*** Passage to read ***
A neighborhood, a burning cross, and a half-century of sadness.

Illustration by Vidhya Nagarajan

My family moved from Henry County, Tennessee, to Detroit between 1949 and 1950. It took us several months and many car trips to find work and a place to live. My father and my mother, and my aunt and uncle, had determined to make the move; we children had no say in the decision.

In Detroit, horns blared, sirens screamed, and loud radios blasted rhythm and blues. We held hands everywhere we went as if in solidarity. Our fathers had been to Europe in World War II, so they had seen things we couldn’t have dreamed of: big cities, bombed-out buildings, people walking aimlessly with vacant eyes. We had seen nothing much except the red dirt of Henry County.

My sisters and my cousins and I were used to country ways, to small truck gardens, to milk cows, and to bacon stored in our own smokehouse. All that we knew of violence was when the hogs were butchered on the first cold day of autumn and hung from sharp hooks in the yard. “Going out” meant that we had a nickel to take to the general store for a Coca-Cola. And the world beyond our family consisted mostly of the old farmers and their wives sitting on the bench outside the clapboard store, the men in overalls, frayed serge jackets, and brogan shoes; the women in faded rayon dresses, hairnets knotted at the temples.

Most of the people we knew were like us—poor and white. A large black woman named Viola came and cooked for us sometimes when the men caught a string of catfish. My Aunt Dot would ride way out in the woods to get her, even if the fisherman had returned with their catch in the dark. I knew nothing about Viola except that Aunt Dot said her son was “in the pen,” and though that sounded alluring and exotic to us as children, we did not know what it meant. She fried the fish and hushpuppies and cut up the cole slaw, and everybody raved and said nobody could do it like Viola. Then she was gone, spirited off into the invisible divide between the races.

There was a Fourth of July celebration at Sulphur Well every year in Henry County. In my family, anything that smelled bad or tasted bad was judged to be “good for you,” and so taking the mineral waters at Sulphur Well scored as high on the list as anything I’ve come across since. On the way to the park, granddaddy would drop off a wagon load of watermelons to the “Negro” community for their celebration. I grew up loving watermelon like some people love caviar, and I hated giving away those ripe green melons.

When I complained, my mother said we should give food to those who didn’t have as much as we. It confused me. Why did my Aunt Dot put on a little bit of an uppity act when Viola was around, but then turn around and give her watermelons on the Fourth of July?

 

Slowly, we began to get used to Detroit. My two cousins and my sister and I learned to play on asphalt driveways and concrete parking lots instead of soft earth. I was the oldest, and so I made a game for us where we built forts in the shrubbery of the high school across the street and draped cloth remnants over the weeping willow branches in my uncle’s back yard, pretending to be Arabian princesses living in mock luxury on the desert sands. It was the first summer we were left alone to play without the watchful eye of one of the women in the family.

The city was a melting pot in the early 1950s, and we were part of the mix. Instead of a familiar clerk in a dusty general store we saw Italian grocers, and a Greek man named Tony drove around in a horse and buggy, his cart filled with vegetables. “Fresh garlic!” he’d yell. “Hot peppers!” We didn’t know what garlic was but we bought our vegetables from him. My mother, in her early twenties, was afraid he’d overcharge her for the red potatoes she needed, and that the neighbors would laugh at her and call her a hillbilly.
*** Input ***
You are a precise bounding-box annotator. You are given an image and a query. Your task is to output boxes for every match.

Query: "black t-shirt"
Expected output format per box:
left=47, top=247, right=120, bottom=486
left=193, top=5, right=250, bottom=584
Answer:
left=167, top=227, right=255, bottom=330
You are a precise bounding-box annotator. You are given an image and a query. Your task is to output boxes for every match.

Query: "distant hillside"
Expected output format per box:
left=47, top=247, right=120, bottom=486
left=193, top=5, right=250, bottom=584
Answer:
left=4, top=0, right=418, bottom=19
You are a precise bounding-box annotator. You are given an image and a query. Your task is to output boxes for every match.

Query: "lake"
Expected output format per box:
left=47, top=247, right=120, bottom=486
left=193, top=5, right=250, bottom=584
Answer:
***
Objective 1:
In the memoir of the family's move to Detroit, why did taking the mineral waters at Sulphur Well rank so high in the family's view? Reply in one to three sentences.
Objective 2:
Extract everything in the records from the very start down to the line containing "left=167, top=227, right=255, bottom=330", with both ends included.
The records have no connection to the text.

Expected answer 1:
In the family, anything that smelled or tasted bad was judged to be "good for you." The mineral waters at Sulphur Well therefore scored as high on that list as anything the writer has come across since.

Expected answer 2:
You are a precise bounding-box annotator. You are given an image and a query. Your task is to output boxes for every match.

Query: "black t-shirt"
Expected output format per box:
left=47, top=247, right=120, bottom=486
left=193, top=5, right=250, bottom=584
Answer:
left=167, top=227, right=255, bottom=330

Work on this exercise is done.